» **PASSAGE GIVEN**

* * * * * * *

I just tried the add The Hunter to a web page but Amazon wouldn't serve the title because it had no cover image. That may be part of the problem.

Jeff


----------



## wagedomain (Oct 29, 2008)

Jeff said:


> I just tried the add The Hunter to a web page but Amazon wouldn't serve the title because it had no cover image. That may be part of the problem.
> 
> Jeff


Do you have the source file of the one you made? I might steal that one  Maybe I'll play with the fonts a bit though. Who knows.

Where did you try to add it, anyway?


----------



## Jeff (Oct 28, 2008)

http://eliscopublishing.com/images/TheHunter.jpg


----------



## Jeff (Oct 28, 2008)

Betsy the Quilter said:


> Jeff, it's great that you are being so generous with your site. It seems like the Kindle is going to be a boon to new authors!
> 
> Betsy


Oh, Betsy, you're more right than you can imagine.

I've been writing for almost fifty years and trashing the manuscripts because I couldn't get a publisher to even look at my long books. The Kindle gave me a way to share what I write which fulfils a lifetime ambition. I'm making the web site available to authors in hope that I can encourage more writers to self-publish. Now all I have to do is figure out how to draw some of the more experienced self-polished authors. I barely know what I'm doing and can't offer much real help.

By the way, I visited your web site then called my wife in to show her your beautiful quilts. They really are works or art.

Jeff


----------



## wagedomain (Oct 29, 2008)

No thoughts or reviews of the sample yet?


----------



## Mnemosyne (Oct 31, 2008)

wagedomain said:


> No thoughts or reviews of the sample yet?


Hi Wagedomain!

I downloaded a sample and got through the first few pages before our guests arrived to watch MNF. Like I said, just started, but I liked what I read. Liked John's conversation with Peter about Sarah. I'll try read more tomorrow and give a better report!

Nemo


----------



## wagedomain (Oct 29, 2008)

Mnemosyne said:


> Hi Wagedomain!
> 
> I downloaded a sample and got through the first few pages before our guests arrived to watch MNF. Like I said, just started, but I liked what I read. Liked John's conversation with Peter about Sarah. I'll try read more tomorrow and give a better report!
> 
> Nemo


Thanks  One comment I've gotten before is that my dialog is realistic. That bothers me about most movies, tv shows, and books lately - people say and do things that are totally illogical purely to move the plot along.


----------

* * * * * * *

» **EXTRACTED INFORMATION**
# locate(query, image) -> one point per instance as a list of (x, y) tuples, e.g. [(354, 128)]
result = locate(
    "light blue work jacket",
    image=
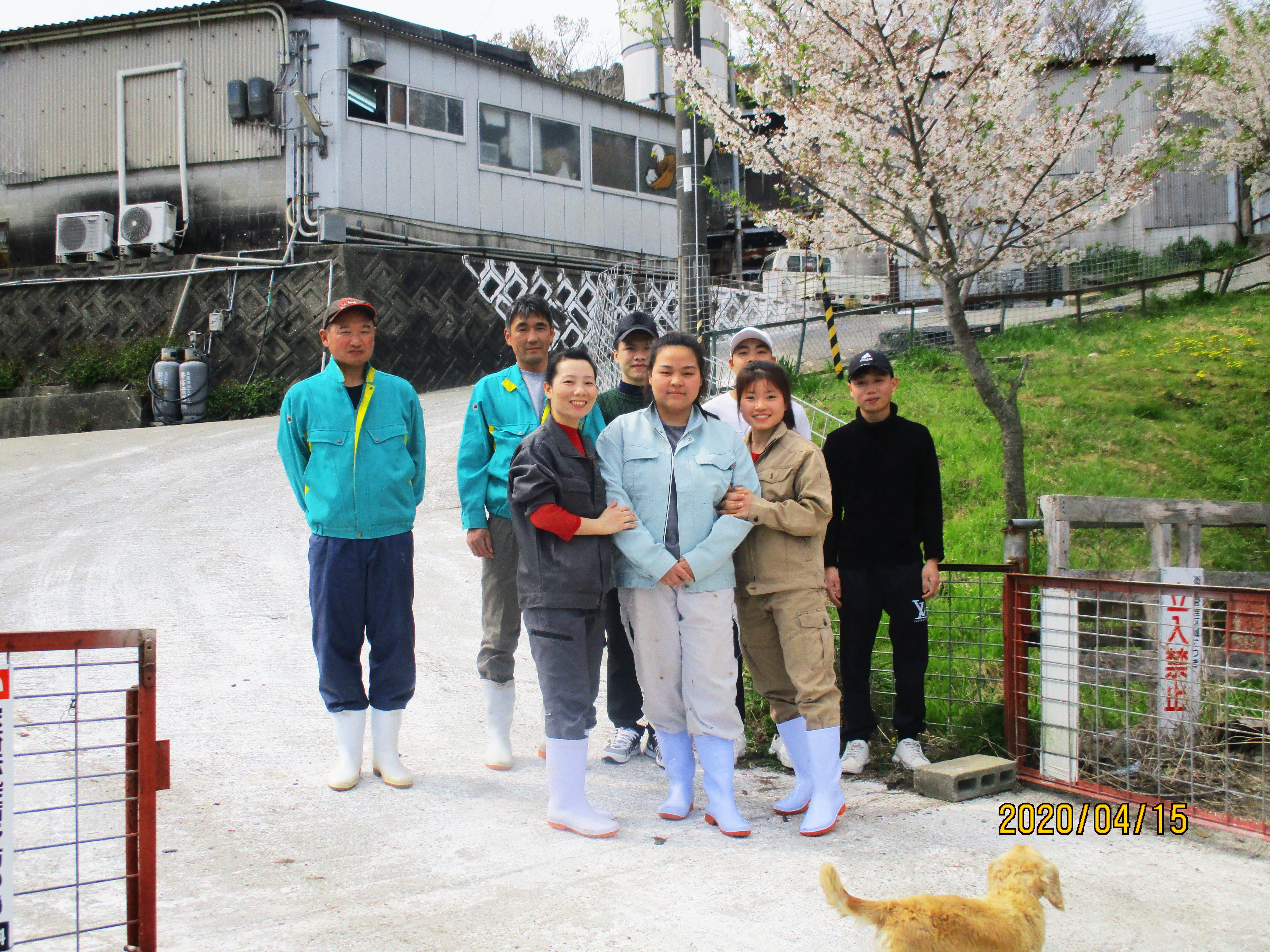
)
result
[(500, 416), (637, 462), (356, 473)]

* * * * * * *

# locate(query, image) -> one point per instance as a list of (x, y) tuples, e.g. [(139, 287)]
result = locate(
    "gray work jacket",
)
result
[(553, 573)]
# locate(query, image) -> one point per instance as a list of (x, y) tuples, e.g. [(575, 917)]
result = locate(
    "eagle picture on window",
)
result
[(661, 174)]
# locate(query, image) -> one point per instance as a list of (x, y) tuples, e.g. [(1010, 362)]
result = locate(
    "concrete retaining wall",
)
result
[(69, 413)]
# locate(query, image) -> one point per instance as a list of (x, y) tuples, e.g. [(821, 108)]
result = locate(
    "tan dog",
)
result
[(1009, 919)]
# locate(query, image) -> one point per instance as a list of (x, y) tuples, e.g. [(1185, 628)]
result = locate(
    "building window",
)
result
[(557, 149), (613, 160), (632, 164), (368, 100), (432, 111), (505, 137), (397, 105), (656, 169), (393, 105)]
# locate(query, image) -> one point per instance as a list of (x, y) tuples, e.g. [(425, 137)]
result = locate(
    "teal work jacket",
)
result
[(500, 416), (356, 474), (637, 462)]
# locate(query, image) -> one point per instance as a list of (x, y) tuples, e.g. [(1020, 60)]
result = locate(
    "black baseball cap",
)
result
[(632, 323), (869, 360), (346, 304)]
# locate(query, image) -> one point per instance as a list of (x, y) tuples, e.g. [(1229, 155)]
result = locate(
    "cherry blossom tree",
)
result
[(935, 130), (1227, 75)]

* * * * * * *

» **WHAT YOU NEED TO DO**
1. Summarize the forum thread in two sentences.
2. In the listing, give back unchanged the part that opens with the line containing "e.g. [(1020, 60)]" and closes with the line containing "[(935, 130), (1227, 75)]", including both of those lines.

» **ANSWERS TO THE PROBLEMS**
1. Jeff reports that Amazon wouldn't serve The Hunter on a web page because the title had no cover image, and he explains that after almost fifty years of writing without getting a publisher to look at his long books, the Kindle let him share his work, so he is making his web site available to encourage other writers to self-publish. Mnemosyne liked the first few pages of the sample that wagedomain asked about, and wagedomain replies that one earlier comment was that the dialog is realistic.

2.
# locate(query, image) -> one point per instance as a list of (x, y) tuples, e.g. [(1020, 60)]
result = locate(
    "black baseball cap",
)
result
[(632, 323), (869, 360), (346, 304)]
# locate(query, image) -> one point per instance as a list of (x, y) tuples, e.g. [(1229, 155)]
result = locate(
    "cherry blossom tree",
)
result
[(935, 130), (1227, 75)]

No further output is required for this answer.